### Written task
Rewrite the stretch from the start of the rows through the line containing "positive clicks: (104, 527)", replacing "rough mask" with "coarse mask" and leaving everything else unchanged.

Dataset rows
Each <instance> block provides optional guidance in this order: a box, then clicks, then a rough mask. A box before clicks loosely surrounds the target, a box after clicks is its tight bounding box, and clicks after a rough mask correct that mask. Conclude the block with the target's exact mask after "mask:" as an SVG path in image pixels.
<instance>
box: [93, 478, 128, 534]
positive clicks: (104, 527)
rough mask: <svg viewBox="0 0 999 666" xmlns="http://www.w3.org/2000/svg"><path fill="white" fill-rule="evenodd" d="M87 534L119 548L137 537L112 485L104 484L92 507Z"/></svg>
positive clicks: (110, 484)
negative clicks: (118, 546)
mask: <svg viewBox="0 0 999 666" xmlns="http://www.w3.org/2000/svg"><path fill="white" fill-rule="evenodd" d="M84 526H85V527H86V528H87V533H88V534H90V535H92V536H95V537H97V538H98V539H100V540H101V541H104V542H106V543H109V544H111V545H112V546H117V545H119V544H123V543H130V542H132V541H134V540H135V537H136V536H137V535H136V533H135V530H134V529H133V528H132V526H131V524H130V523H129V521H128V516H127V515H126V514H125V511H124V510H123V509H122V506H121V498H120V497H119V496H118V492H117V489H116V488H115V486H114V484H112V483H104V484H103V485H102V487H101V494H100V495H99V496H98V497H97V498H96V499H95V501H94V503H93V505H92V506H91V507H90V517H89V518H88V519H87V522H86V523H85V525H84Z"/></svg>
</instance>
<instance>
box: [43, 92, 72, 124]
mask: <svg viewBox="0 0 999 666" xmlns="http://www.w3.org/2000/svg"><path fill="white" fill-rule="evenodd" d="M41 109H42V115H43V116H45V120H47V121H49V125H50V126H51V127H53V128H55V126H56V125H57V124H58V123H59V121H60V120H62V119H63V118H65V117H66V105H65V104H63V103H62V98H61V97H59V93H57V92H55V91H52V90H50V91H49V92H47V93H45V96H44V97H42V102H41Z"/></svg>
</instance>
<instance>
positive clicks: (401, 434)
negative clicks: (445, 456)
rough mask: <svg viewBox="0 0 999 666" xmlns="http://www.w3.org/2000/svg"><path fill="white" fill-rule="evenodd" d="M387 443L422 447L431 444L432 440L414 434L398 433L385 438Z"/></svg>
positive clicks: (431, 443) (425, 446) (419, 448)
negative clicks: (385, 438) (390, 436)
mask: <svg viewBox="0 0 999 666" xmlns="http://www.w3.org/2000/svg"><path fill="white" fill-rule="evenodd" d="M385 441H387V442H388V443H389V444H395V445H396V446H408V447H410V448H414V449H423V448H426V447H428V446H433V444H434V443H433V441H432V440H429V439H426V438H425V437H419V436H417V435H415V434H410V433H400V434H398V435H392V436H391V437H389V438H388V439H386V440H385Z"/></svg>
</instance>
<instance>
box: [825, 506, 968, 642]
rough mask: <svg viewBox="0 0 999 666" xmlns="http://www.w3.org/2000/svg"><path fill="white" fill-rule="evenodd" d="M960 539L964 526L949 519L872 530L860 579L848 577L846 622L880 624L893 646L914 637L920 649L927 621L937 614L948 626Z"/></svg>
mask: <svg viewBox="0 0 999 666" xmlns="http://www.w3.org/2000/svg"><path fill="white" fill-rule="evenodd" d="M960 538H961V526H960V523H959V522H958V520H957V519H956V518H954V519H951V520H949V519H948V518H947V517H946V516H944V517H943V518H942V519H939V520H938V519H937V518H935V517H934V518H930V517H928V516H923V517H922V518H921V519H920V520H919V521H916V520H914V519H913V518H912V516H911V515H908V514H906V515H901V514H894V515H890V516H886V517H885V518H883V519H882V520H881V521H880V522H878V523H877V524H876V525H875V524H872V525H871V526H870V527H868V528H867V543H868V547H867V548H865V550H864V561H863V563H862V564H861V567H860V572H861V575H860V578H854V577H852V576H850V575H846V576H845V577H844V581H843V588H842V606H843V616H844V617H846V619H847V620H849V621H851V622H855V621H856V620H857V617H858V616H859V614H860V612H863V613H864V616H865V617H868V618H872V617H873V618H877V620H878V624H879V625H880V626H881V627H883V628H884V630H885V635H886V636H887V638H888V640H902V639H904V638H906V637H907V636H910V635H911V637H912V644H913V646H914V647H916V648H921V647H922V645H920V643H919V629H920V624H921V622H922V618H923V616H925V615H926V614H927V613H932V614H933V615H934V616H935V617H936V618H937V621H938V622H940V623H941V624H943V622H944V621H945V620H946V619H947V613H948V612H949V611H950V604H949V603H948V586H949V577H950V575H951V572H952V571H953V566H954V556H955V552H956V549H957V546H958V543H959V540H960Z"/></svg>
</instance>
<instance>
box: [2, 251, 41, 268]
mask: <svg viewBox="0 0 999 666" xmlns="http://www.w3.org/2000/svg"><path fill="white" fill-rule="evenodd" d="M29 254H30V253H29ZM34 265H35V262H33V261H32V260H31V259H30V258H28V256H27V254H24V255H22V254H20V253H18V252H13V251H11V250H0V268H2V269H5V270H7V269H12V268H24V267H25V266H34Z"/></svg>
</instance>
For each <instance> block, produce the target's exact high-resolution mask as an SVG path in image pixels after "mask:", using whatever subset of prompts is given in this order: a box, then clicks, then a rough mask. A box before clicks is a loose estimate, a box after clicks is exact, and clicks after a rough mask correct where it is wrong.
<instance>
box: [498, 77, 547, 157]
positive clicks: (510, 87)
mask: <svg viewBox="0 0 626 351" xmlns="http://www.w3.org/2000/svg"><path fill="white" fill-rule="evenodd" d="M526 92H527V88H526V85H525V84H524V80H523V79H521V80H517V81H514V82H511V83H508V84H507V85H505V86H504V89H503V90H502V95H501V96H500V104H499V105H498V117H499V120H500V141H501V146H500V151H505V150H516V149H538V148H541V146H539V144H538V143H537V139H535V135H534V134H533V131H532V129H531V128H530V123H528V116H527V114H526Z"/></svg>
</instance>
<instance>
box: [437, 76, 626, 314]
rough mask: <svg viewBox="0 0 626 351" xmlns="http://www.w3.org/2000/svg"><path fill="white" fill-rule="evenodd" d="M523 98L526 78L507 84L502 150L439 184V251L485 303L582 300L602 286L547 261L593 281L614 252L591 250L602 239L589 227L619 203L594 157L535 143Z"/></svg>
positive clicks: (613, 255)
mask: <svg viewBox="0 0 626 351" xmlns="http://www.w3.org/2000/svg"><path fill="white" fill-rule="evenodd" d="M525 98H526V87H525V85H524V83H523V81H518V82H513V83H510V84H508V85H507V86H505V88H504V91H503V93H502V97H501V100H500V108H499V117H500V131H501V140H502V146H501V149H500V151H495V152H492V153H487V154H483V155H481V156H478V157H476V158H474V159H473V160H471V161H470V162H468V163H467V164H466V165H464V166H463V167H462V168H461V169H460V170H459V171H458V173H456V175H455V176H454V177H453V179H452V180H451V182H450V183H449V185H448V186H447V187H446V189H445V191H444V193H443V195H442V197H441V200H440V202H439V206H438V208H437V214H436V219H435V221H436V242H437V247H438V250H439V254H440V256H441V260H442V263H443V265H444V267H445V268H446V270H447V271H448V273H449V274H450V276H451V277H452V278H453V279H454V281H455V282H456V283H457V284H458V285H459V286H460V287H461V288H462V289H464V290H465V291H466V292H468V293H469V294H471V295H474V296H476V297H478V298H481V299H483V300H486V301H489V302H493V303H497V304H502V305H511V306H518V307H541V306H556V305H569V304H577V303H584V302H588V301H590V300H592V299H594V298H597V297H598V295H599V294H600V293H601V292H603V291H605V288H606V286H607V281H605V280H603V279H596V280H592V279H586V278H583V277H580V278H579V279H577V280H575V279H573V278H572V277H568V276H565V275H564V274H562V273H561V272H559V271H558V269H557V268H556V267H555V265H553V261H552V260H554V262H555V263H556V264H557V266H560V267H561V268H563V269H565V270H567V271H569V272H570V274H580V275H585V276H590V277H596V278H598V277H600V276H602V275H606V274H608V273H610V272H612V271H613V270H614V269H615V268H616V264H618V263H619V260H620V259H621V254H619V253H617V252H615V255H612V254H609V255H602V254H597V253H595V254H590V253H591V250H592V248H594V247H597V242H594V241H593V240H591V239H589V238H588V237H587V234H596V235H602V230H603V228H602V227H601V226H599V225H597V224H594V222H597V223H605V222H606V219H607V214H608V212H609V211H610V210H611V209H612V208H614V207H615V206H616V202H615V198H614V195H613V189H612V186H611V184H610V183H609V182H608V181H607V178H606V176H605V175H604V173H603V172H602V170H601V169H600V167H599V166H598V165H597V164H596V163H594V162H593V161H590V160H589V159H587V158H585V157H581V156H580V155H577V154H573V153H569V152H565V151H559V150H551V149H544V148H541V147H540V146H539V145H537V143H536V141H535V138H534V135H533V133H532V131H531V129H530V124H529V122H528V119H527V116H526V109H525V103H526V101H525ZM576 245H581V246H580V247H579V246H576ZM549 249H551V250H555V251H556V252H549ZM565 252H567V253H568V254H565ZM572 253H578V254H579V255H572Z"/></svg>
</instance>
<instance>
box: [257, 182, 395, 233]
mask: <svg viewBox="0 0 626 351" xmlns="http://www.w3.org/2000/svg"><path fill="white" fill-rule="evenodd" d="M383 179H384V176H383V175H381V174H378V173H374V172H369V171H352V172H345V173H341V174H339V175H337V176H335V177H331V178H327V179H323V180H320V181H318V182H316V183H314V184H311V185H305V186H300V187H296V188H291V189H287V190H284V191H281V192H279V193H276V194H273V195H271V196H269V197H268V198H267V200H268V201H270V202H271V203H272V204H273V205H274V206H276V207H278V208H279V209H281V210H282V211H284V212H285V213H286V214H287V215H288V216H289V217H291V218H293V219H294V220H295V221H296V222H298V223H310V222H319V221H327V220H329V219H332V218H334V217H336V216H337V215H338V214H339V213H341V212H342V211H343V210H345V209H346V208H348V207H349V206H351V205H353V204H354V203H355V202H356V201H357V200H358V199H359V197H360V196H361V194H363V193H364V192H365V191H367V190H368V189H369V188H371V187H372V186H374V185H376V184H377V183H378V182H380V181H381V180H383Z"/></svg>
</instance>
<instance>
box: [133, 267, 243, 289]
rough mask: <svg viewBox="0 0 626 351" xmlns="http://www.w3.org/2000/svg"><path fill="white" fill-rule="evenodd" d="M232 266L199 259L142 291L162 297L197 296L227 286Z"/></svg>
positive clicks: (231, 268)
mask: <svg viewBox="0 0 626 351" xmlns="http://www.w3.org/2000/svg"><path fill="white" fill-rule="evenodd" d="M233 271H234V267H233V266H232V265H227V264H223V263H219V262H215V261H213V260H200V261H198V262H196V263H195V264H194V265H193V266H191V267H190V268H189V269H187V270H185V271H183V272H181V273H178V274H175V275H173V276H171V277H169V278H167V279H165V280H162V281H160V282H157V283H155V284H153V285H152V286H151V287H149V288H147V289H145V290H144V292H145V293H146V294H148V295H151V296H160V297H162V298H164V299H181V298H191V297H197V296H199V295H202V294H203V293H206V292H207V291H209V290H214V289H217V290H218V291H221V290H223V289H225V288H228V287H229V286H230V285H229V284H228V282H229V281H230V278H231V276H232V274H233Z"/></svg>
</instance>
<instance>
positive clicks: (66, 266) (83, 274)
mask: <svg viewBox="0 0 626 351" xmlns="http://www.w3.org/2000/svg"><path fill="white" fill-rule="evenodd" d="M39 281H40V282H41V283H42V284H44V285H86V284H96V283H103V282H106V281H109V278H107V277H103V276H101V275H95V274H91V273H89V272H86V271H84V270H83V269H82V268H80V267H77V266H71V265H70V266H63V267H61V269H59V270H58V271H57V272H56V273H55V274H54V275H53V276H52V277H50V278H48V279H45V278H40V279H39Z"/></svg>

### Expected answer
Each <instance> block provides optional guidance in this order: a box, then clicks, then a coarse mask. A box before clicks loosely surrounds the target, a box after clicks is its tight bounding box, and clicks after a coarse mask correct that mask. Conclude the block with the target's exact mask after "mask:" as an SVG path in image pixels.
<instance>
box: [93, 478, 128, 534]
positive clicks: (104, 527)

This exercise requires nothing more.